— START OF Dataset content —

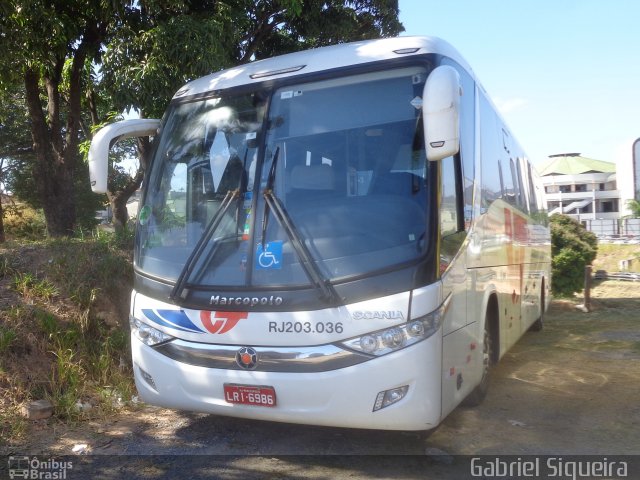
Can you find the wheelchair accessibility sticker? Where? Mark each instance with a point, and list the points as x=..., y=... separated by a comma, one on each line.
x=269, y=256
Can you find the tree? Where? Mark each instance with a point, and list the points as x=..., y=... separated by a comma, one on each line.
x=147, y=50
x=50, y=66
x=572, y=248
x=15, y=143
x=166, y=44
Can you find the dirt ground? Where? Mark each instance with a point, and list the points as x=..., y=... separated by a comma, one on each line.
x=570, y=389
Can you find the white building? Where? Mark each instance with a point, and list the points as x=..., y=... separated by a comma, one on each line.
x=583, y=188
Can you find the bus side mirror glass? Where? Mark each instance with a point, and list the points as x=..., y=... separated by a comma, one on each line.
x=441, y=111
x=107, y=136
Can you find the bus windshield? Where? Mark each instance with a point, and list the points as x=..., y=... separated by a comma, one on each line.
x=326, y=184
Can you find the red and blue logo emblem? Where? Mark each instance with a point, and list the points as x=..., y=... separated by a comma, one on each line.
x=212, y=322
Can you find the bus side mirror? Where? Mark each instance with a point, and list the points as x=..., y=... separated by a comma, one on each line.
x=441, y=113
x=105, y=137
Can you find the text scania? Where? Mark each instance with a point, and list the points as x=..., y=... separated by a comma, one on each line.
x=377, y=315
x=246, y=301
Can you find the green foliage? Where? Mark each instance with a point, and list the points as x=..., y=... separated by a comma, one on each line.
x=23, y=222
x=634, y=206
x=7, y=337
x=572, y=248
x=63, y=337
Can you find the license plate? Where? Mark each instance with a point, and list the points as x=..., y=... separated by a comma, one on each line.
x=260, y=396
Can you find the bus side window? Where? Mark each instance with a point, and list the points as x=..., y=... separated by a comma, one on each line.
x=452, y=224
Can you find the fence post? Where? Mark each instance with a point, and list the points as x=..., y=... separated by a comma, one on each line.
x=587, y=288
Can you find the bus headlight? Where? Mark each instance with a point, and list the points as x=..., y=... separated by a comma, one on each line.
x=394, y=338
x=147, y=334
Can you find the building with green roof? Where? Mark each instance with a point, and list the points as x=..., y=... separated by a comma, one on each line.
x=581, y=187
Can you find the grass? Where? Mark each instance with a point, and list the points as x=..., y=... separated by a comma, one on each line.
x=63, y=330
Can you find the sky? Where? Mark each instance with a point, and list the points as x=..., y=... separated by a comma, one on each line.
x=565, y=74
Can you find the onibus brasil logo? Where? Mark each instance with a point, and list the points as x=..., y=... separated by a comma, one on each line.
x=35, y=468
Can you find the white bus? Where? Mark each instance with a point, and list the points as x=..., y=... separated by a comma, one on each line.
x=347, y=236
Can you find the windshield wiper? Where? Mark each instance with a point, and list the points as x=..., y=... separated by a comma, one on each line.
x=179, y=291
x=273, y=203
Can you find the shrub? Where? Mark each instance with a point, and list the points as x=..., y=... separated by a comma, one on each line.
x=572, y=248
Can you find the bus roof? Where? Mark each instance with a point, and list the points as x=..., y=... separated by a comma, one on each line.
x=319, y=59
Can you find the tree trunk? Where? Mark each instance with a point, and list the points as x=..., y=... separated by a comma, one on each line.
x=119, y=199
x=2, y=237
x=55, y=163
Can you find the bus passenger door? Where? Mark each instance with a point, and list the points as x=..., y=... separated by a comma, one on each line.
x=456, y=366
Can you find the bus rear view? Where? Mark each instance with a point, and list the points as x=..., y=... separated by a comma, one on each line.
x=301, y=243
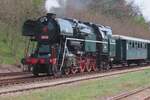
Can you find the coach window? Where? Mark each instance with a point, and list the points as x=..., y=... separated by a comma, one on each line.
x=145, y=45
x=130, y=44
x=138, y=45
x=141, y=45
x=133, y=45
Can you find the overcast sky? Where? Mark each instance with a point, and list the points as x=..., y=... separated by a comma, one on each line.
x=144, y=6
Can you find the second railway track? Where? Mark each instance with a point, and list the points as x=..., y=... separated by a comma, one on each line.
x=50, y=82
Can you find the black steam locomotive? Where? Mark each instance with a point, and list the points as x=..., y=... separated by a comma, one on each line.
x=69, y=46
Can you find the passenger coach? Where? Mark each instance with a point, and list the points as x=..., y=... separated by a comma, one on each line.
x=131, y=50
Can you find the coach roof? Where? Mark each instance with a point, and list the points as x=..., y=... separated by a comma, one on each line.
x=130, y=38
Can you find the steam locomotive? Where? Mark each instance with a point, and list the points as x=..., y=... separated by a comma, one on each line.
x=65, y=46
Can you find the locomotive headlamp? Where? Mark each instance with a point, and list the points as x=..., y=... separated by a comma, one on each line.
x=45, y=29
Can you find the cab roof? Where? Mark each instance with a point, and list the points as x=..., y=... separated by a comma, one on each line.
x=130, y=38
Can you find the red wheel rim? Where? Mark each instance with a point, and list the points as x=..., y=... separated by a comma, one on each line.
x=88, y=67
x=74, y=70
x=94, y=66
x=82, y=67
x=67, y=71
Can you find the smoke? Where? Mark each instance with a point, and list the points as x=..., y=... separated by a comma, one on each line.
x=60, y=7
x=143, y=6
x=51, y=4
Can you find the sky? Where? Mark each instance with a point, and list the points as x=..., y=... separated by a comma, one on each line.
x=144, y=6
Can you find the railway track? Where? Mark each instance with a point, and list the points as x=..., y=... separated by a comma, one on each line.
x=13, y=74
x=29, y=78
x=32, y=83
x=138, y=94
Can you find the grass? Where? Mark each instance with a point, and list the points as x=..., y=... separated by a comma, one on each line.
x=89, y=90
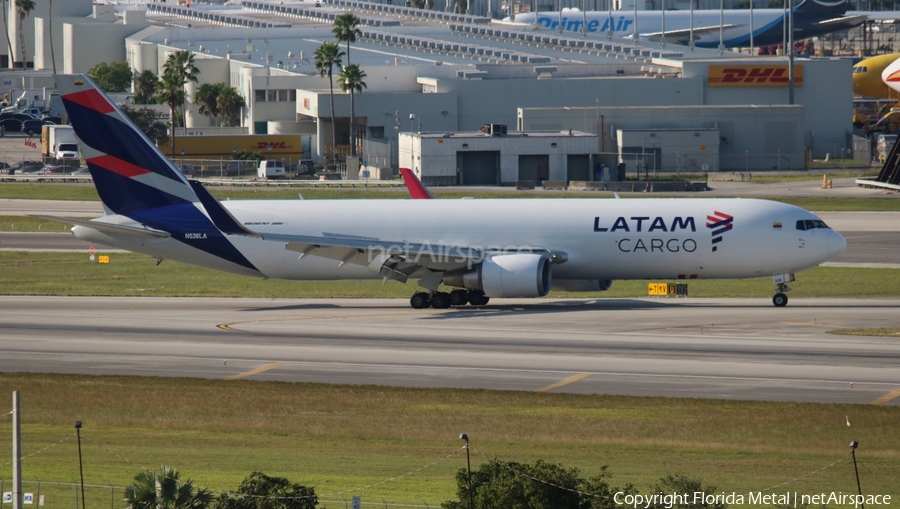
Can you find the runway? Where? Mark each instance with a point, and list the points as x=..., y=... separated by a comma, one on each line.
x=710, y=348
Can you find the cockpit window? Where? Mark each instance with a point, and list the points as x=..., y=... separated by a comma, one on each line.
x=811, y=224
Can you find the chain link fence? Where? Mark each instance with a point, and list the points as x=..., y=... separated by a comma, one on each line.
x=62, y=495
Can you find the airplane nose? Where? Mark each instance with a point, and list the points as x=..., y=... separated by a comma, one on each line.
x=836, y=244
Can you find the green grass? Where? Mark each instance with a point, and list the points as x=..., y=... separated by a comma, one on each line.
x=338, y=438
x=82, y=192
x=32, y=224
x=130, y=274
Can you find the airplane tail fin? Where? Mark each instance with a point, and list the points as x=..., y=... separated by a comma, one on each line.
x=132, y=176
x=831, y=8
x=417, y=191
x=134, y=179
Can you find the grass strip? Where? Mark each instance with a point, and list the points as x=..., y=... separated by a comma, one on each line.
x=85, y=192
x=337, y=438
x=129, y=274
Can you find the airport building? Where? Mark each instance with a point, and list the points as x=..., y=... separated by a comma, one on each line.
x=430, y=73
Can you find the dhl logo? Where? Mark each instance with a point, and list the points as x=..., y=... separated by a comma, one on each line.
x=263, y=145
x=753, y=76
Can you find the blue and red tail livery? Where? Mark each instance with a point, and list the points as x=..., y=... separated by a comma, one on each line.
x=133, y=178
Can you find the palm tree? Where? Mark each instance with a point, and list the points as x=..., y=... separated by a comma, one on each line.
x=181, y=65
x=12, y=57
x=23, y=9
x=145, y=87
x=164, y=489
x=346, y=28
x=230, y=105
x=351, y=80
x=170, y=91
x=207, y=101
x=327, y=56
x=50, y=21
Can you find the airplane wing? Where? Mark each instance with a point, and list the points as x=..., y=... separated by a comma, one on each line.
x=684, y=35
x=841, y=23
x=398, y=260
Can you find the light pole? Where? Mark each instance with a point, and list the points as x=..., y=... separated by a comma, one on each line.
x=853, y=445
x=80, y=469
x=463, y=436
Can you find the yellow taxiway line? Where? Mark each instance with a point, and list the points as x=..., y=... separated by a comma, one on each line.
x=256, y=371
x=563, y=383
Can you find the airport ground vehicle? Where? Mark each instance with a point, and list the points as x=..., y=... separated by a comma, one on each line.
x=34, y=126
x=270, y=169
x=58, y=142
x=11, y=125
x=889, y=123
x=483, y=248
x=883, y=145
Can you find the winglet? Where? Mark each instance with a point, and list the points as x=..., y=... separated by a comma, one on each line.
x=417, y=191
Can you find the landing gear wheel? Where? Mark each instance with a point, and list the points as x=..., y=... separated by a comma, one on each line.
x=780, y=300
x=478, y=298
x=419, y=300
x=459, y=298
x=440, y=300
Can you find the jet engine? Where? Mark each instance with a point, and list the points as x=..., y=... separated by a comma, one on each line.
x=506, y=275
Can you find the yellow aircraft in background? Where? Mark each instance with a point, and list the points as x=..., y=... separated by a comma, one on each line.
x=867, y=80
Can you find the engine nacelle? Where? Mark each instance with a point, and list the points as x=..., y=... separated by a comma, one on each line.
x=581, y=285
x=507, y=275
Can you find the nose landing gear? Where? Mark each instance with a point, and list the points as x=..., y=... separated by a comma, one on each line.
x=781, y=280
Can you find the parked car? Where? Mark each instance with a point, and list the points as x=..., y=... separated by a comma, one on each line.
x=21, y=117
x=11, y=125
x=25, y=167
x=306, y=167
x=34, y=126
x=34, y=112
x=50, y=170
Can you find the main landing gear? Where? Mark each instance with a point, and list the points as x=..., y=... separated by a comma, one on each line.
x=444, y=300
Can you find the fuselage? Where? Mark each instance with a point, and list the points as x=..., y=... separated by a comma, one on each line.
x=599, y=238
x=766, y=25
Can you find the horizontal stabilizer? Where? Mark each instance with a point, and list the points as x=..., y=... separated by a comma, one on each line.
x=109, y=227
x=224, y=221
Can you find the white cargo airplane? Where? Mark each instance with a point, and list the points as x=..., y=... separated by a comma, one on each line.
x=811, y=18
x=483, y=248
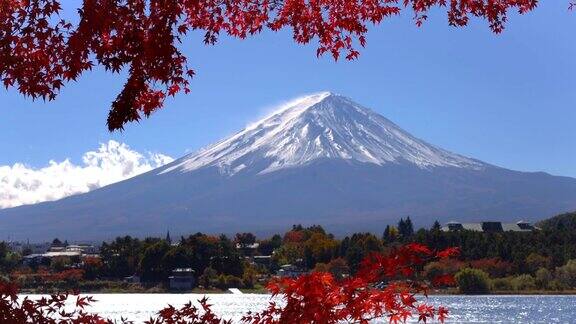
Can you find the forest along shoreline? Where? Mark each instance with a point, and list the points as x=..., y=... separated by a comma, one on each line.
x=538, y=260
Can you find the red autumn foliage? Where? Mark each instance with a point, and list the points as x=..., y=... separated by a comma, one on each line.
x=385, y=286
x=40, y=52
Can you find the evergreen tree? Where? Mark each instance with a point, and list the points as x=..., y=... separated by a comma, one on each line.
x=409, y=227
x=436, y=226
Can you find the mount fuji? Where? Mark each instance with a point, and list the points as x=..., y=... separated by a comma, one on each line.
x=321, y=159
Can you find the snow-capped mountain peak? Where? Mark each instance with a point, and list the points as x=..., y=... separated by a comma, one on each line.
x=319, y=126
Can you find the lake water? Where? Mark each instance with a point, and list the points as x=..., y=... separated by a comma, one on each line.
x=463, y=309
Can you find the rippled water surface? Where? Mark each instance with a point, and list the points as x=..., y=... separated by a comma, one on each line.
x=463, y=309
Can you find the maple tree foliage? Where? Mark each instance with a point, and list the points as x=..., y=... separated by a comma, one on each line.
x=385, y=286
x=40, y=52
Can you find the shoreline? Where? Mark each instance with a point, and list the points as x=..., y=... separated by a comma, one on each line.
x=266, y=292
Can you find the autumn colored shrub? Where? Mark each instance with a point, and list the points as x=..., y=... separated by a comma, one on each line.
x=385, y=286
x=495, y=267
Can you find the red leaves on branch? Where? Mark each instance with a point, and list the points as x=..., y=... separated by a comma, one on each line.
x=385, y=286
x=39, y=52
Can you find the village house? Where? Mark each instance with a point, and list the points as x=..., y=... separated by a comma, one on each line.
x=182, y=279
x=490, y=227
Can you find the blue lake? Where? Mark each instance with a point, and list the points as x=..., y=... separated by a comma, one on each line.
x=463, y=309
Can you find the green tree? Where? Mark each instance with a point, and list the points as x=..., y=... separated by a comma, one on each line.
x=151, y=266
x=473, y=281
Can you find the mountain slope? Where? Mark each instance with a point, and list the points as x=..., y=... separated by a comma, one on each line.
x=321, y=159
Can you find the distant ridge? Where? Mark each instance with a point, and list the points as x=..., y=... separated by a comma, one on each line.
x=321, y=159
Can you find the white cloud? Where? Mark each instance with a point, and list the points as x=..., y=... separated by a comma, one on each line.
x=112, y=162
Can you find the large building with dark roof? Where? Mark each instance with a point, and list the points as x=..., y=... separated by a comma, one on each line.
x=489, y=227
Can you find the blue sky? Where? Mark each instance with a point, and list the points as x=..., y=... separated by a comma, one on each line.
x=507, y=99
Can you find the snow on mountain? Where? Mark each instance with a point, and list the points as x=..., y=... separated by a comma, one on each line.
x=321, y=159
x=319, y=126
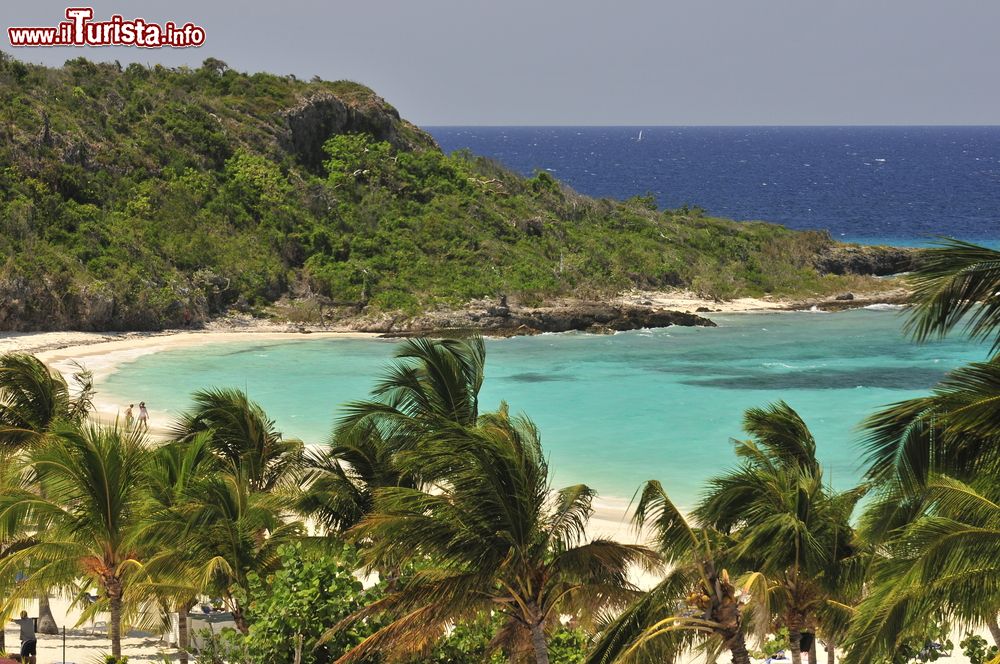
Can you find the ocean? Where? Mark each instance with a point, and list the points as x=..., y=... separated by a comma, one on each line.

— END OF Dataset content —

> **The request**
In the entries above, put everything from the line containing "Can you find the bus roof?" down to the line containing "x=131, y=50", both included, into a JSON list of strings with one string per line. Skip blank lines and leave the pictures out.

> **Exercise output**
[
  "Can you find the bus roof? Where? Mark each instance with a point, and list the points as x=..., y=... separated by a comma, one on each line.",
  "x=319, y=59",
  "Can you find the tree trunk? Where? Mark each instance with a point, and list the points as x=..., y=... separated by a comma, one on each line.",
  "x=119, y=199",
  "x=2, y=237",
  "x=55, y=163",
  "Can you find the bus passenger door? Where? Mark each instance with a point, and list the points as x=..., y=... separated by a comma, one on each line.",
  "x=456, y=366",
  "Can you find the bus rear view? Where? Mark each instance with a point, and list the points as x=..., y=... separated by a comma, one on each line.",
  "x=301, y=243",
  "Can you find the coach window? Where? Mark each instance with a point, and list the points as x=..., y=... separated by a comma, one on each line.",
  "x=145, y=45",
  "x=130, y=44",
  "x=138, y=45",
  "x=141, y=45",
  "x=133, y=45",
  "Can you find the overcast sky? Where? Mark each instance with a point, and list the points as x=..., y=... separated by a comma, one on each line.",
  "x=144, y=6",
  "Can you find the second railway track? Where? Mark each instance with a point, and list the points as x=..., y=... separated by a comma, one on each line.",
  "x=50, y=82",
  "Can you find the black steam locomotive? Where? Mark each instance with a point, and list the points as x=..., y=... separated by a comma, one on each line.",
  "x=69, y=46",
  "Can you find the passenger coach? Where? Mark each instance with a point, and list the points as x=..., y=... separated by a comma, one on each line.",
  "x=131, y=50"
]